— Start Excerpted records —

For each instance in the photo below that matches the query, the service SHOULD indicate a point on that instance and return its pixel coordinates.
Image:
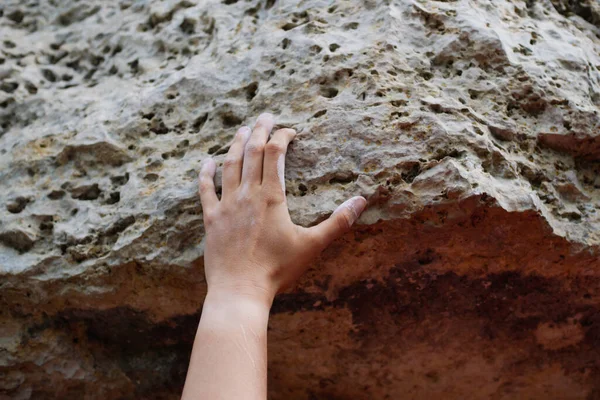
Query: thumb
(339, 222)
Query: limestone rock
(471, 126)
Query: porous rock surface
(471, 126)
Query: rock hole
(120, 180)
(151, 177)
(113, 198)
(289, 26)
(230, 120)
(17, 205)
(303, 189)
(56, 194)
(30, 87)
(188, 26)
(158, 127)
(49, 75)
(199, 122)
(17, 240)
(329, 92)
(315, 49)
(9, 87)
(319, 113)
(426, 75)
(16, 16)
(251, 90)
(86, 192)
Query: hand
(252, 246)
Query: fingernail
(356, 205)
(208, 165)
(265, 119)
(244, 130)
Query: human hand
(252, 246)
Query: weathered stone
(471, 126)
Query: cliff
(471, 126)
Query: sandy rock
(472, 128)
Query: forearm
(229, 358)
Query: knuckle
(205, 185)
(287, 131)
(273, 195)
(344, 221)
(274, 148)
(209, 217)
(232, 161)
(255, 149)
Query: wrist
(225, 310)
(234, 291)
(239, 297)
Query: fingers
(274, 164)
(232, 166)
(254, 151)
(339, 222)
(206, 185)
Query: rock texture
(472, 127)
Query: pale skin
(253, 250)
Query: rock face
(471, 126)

— End Excerpted records —
— Start Excerpted records —

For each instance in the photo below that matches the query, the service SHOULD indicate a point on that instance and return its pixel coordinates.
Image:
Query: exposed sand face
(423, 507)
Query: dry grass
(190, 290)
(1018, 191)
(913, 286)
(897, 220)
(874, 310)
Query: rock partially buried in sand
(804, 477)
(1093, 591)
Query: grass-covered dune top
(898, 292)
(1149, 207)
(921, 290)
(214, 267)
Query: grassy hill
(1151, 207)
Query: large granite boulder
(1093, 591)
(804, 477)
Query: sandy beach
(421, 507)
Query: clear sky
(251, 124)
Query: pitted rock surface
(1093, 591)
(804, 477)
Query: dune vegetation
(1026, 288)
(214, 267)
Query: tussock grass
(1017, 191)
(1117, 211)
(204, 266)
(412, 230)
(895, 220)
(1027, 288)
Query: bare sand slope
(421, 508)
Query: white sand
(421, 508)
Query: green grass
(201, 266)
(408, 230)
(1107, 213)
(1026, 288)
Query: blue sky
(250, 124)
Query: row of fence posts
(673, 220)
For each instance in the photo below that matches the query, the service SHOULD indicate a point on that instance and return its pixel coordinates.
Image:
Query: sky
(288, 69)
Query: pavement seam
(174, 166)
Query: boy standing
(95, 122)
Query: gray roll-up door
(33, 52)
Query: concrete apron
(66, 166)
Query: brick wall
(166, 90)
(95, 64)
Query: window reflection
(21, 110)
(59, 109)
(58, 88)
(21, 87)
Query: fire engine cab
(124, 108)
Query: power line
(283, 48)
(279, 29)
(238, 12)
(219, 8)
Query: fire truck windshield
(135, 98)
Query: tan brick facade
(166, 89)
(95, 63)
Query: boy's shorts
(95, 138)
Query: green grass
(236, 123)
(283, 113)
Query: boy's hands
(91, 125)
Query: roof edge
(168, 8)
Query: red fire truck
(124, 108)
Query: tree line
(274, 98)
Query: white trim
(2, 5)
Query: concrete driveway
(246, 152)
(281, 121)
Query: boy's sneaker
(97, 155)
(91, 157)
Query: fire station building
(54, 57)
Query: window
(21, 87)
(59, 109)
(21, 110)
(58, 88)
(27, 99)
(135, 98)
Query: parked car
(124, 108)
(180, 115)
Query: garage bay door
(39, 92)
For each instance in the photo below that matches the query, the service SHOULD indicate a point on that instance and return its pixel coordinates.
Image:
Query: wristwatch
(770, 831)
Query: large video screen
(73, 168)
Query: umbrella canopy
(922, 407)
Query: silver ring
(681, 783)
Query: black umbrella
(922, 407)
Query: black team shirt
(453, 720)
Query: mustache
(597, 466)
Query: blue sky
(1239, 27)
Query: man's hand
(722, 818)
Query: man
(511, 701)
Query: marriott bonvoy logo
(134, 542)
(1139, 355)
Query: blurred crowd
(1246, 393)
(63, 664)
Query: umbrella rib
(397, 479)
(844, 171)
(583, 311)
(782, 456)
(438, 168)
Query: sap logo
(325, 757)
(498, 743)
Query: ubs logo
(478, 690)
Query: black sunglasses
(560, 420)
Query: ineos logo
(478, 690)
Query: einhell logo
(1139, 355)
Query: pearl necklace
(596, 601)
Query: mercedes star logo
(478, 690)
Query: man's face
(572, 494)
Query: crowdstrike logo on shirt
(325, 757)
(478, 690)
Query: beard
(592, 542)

— End Excerpted records —

▶ [What the task requires]:
Gather every line in the data above that contains the word "window".

▶ [Correct response]:
Query: window reflection
Query: window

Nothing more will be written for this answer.